Task description:
Give back all of the records exactly.

Supplied data:
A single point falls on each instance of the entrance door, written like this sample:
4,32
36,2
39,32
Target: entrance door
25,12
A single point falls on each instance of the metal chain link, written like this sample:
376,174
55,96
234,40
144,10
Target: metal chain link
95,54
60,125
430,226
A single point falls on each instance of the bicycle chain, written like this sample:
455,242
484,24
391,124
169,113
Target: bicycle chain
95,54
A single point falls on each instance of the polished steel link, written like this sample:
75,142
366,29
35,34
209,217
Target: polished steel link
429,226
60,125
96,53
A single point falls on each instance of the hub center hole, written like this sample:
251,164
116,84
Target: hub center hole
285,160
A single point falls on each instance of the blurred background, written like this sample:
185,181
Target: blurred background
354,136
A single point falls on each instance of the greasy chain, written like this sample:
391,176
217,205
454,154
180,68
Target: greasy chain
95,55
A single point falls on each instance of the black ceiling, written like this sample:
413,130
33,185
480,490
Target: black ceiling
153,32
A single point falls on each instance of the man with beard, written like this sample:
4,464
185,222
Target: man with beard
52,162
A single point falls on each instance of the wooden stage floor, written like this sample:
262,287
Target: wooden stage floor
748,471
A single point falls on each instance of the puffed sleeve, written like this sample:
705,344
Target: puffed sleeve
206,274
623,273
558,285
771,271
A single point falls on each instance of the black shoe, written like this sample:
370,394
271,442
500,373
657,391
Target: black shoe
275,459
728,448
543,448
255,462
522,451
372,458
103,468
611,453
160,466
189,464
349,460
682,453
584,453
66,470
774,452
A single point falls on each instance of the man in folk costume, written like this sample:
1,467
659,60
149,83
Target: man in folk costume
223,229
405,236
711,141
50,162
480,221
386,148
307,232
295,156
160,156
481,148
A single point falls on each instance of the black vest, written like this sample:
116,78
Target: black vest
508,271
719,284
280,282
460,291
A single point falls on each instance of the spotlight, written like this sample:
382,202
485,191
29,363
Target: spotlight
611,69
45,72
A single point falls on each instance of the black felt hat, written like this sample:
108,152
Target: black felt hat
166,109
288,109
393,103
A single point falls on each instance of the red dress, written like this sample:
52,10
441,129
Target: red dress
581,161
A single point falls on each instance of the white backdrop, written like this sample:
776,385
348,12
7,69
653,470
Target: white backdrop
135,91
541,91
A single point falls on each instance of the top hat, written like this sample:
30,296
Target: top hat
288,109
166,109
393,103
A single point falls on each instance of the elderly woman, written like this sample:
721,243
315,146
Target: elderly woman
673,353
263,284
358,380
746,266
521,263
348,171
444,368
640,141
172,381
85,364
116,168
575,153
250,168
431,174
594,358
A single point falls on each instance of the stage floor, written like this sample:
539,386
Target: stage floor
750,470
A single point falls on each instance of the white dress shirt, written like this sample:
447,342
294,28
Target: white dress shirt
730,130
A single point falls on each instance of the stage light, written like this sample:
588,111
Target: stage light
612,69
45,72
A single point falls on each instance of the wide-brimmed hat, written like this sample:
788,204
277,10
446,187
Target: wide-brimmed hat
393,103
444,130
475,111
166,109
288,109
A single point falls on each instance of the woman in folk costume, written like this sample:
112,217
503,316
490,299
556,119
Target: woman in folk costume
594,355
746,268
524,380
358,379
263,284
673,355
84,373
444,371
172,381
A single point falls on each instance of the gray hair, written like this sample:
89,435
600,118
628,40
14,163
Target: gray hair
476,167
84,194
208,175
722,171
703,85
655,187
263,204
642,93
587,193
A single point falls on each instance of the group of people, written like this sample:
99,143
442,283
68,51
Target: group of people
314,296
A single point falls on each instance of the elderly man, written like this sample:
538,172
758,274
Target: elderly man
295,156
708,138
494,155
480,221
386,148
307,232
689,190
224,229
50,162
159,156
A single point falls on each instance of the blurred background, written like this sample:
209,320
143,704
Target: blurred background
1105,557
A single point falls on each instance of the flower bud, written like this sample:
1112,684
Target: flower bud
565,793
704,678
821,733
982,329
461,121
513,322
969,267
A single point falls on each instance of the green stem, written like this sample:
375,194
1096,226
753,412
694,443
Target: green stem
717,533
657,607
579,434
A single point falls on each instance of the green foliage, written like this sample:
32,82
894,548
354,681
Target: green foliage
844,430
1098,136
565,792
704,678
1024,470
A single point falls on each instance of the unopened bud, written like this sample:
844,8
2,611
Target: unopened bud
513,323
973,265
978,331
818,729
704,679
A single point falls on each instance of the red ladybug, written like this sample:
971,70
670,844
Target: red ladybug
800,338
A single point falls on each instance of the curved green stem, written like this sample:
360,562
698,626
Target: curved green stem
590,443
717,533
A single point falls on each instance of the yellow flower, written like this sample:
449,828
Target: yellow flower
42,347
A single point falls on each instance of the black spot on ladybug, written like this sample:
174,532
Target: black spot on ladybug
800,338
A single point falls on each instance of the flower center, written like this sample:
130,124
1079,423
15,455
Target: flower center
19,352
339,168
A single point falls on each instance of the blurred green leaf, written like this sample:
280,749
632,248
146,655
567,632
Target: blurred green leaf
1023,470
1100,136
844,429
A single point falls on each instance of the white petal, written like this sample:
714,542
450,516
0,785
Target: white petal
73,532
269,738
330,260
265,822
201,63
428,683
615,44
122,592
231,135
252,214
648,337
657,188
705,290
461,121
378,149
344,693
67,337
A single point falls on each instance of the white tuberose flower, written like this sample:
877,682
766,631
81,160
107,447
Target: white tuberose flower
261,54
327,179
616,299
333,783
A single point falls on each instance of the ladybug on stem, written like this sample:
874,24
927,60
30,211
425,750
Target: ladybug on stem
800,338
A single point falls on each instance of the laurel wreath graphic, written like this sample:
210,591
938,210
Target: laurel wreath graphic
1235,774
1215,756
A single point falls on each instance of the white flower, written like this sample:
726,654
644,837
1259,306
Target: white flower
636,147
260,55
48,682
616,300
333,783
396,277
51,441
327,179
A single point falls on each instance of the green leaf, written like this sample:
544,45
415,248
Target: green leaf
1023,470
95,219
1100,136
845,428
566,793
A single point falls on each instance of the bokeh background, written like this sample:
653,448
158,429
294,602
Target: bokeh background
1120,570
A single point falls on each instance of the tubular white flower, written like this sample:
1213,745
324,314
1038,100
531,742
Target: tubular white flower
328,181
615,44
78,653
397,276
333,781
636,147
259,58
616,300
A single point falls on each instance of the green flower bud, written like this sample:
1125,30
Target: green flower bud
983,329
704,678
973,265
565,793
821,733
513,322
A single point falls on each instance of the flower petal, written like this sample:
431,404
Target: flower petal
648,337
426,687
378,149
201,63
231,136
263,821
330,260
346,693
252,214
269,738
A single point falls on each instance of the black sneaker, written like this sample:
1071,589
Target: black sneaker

Result of the task:
A single point falls on each instance of the entrance door, written like this sample:
4,32
36,2
39,32
Target: entrance door
25,12
A single point falls on each instance of the metal chain link, written like this sample:
376,174
55,96
234,40
144,10
Target: metal chain link
95,54
60,125
430,226
A single point falls on each instance of the bicycle chain, written like this sample:
455,242
484,24
391,124
169,113
Target: bicycle chain
95,54
A single point falls on each instance of the polished steel link, written like this sample:
75,142
366,29
35,34
209,217
Target: polished steel link
429,226
60,125
96,53
A single point falls on each instance of the hub center hole, written like this sample:
251,164
116,84
Target: hub center hole
285,160
A single point falls on each instance of the blurred background, written like this sample:
185,181
Target: blurred background
354,136
A single point falls on each instance of the greasy chain, written like this sample:
391,176
217,205
454,154
180,68
Target: greasy chain
95,55
A single point falls on each instance of the black ceiling, written like this sample:
413,130
33,185
480,490
Target: black ceiling
153,32
A single point falls on each instance of the man with beard, written like this sample:
4,464
185,222
Target: man with beard
52,162
A single point falls on each instance of the wooden stage floor, written like this sample:
262,287
Target: wooden stage floor
748,471
A single point falls on each instance of the puffed sleeve, written like this sample:
705,344
Target: puffed sleeve
206,274
623,273
558,285
771,271
A single point falls on each instance of the black shoe, written like this sample:
370,394
271,442
500,373
657,391
Target: black shoe
275,459
728,448
543,448
255,462
522,451
372,458
103,468
611,453
160,466
189,464
349,460
682,453
584,453
66,470
774,452
A single point falls on each instance of the man in folk costume, written like this sample:
1,467
659,60
149,83
Target: man in folk costume
223,229
405,236
711,141
50,162
480,221
386,148
307,232
295,156
160,156
481,148
A single point falls on each instance of the black vest, written like this sample:
116,78
Target: black vest
508,271
719,284
280,282
460,291
A single point falls on each instance of the spotlight, written like this sample:
382,202
485,191
29,363
Target: spotlight
611,69
45,72
A single point falls on each instance of the black felt hat, written like this sample:
108,152
Target: black felt hat
166,109
288,109
393,103
A single point falls on each instance of the red dress, written like this sample:
52,10
441,129
Target: red dress
581,161
A single point falls on each instance of the white backdrop, written like this sample:
776,385
348,12
7,69
653,470
Target: white backdrop
135,91
541,91
A single point falls on each instance of the top hat, written like this sample:
30,296
Target: top hat
288,109
166,109
393,103
A single point falls on each instance of the elderly woman, written like this sample:
721,243
315,146
Target: elderly woman
673,353
263,284
358,380
746,266
521,263
348,171
444,368
640,141
172,381
85,364
116,168
575,153
250,168
431,174
594,358
A single point falls on each instance of the stage floor, written like this sample:
539,386
Target: stage floor
750,470
A single point falls on each instance of the white dress shirt, written like this sample:
447,342
294,28
Target: white dress shirt
730,130
A single point falls on each instance of the stage light, written like this sample:
588,111
Target: stage light
612,69
45,72
A single point falls on each instance of the wide-brimmed hat, written like this sample:
788,204
277,10
446,187
Target: wide-brimmed hat
393,103
444,130
475,111
166,109
288,109
A single point falls on each instance of the woman in folk costume, written like this sample:
112,217
503,316
490,299
556,119
Target: woman in folk costume
594,355
746,268
524,380
358,379
263,284
673,355
84,373
444,371
172,381
A single point falls on each instance of the gray hair, written like this sample:
89,435
600,118
628,40
14,163
Target: gray hair
476,167
84,194
208,175
722,171
703,85
655,187
263,204
642,93
587,193
A single point falls on each instance of the group of people, written like this sample:
99,143
442,283
68,51
Target: group of people
314,296
A single point falls on each instance of the elderly man, written like this sample:
538,172
758,274
Target: elderly man
295,156
708,138
494,155
480,221
386,148
307,232
689,190
224,229
50,162
159,156
A single point falls on each instance of the blurred background, written like this sample:
209,320
143,704
Target: blurred background
1105,557
A single point falls on each instance of the flower bud, written like this sample:
1112,684
Target: flower bud
565,793
704,678
821,733
982,329
461,121
513,322
969,267
A single point falls on each instance of the green stem, written like this sample:
375,194
1096,226
753,412
694,443
Target: green stem
717,533
657,607
579,434
A single point falls on each instance of the green foliage, written like this sample:
32,82
894,548
354,681
Target: green foliage
844,430
1098,136
565,792
704,678
1024,470
A single point falls on each instance of the unopened bud, written like this sample:
844,8
2,611
Target: unopened bud
513,323
973,265
978,331
818,729
704,679
A single point falls on each instance of the red ladybug, written like this sample:
971,70
670,844
Target: red ladybug
800,338
A single point falls on each instance of the curved green stem, written like this sample:
360,562
698,626
Target: curved green stem
590,443
717,533
A single point falls on each instance of the yellow flower, written like this sample:
449,828
Target: yellow flower
42,347
A single point falls on each instance of the black spot on ladybug, written like this sample:
174,532
Target: black spot on ladybug
800,338
A single point falls on each instance of the flower center, written like this sample:
130,124
1079,423
15,455
Target: flower center
19,352
339,168
A single point falls on each instance of the blurred green leaf, written like this sample:
280,749
632,248
146,655
567,632
Target: blurred green leaf
1023,470
1100,136
844,429
A single point falls on each instance of the white petal, written like this sample:
714,542
450,516
0,785
Target: white petal
73,532
269,738
330,260
265,822
201,63
428,683
615,44
122,592
231,135
252,214
648,337
657,188
705,290
461,121
378,149
344,693
67,337
A single point falls on each instance of the white tuberose flower, written like this sample:
877,682
766,631
81,160
107,447
Target: white tuberose flower
261,54
327,179
616,299
333,783
A single point falls on each instance of the ladybug on stem, written like this sample:
874,24
927,60
30,211
425,750
Target: ladybug on stem
800,338
A single point falls on each instance of the laurel wreath graphic, written like this sample:
210,591
938,210
Target: laurel wreath graphic
1235,774
1215,756
A single point falls on each instance of the white flower, written like this sample:
726,654
644,837
1259,306
Target: white flower
636,147
260,55
48,682
616,300
333,783
396,277
51,441
327,179
A single point falls on each instance of the green leaf, written like this sample:
544,45
415,248
Target: green leaf
1023,470
95,219
1100,136
845,428
566,793
A single point falls on each instance of the bokeh background, written like this sample:
653,448
158,429
294,602
Target: bokeh background
1120,570
A single point falls on each instance of the tubular white flower, written like this sample:
1213,745
324,314
1038,100
531,742
Target: tubular white flower
328,181
615,44
78,653
397,276
333,781
636,147
259,58
616,300
A single point falls on each instance of the green flower bud, written like this sample:
1125,30
Target: green flower bud
983,329
704,678
973,265
565,793
821,733
513,322
A single point falls on each instance of the flower petal, written like this sample:
431,404
Target: flower petal
648,337
426,687
378,149
201,63
231,136
263,821
330,260
346,693
252,214
269,738
A single point falls on each instance of the black sneaker, written like this sample:
1071,589
Target: black sneaker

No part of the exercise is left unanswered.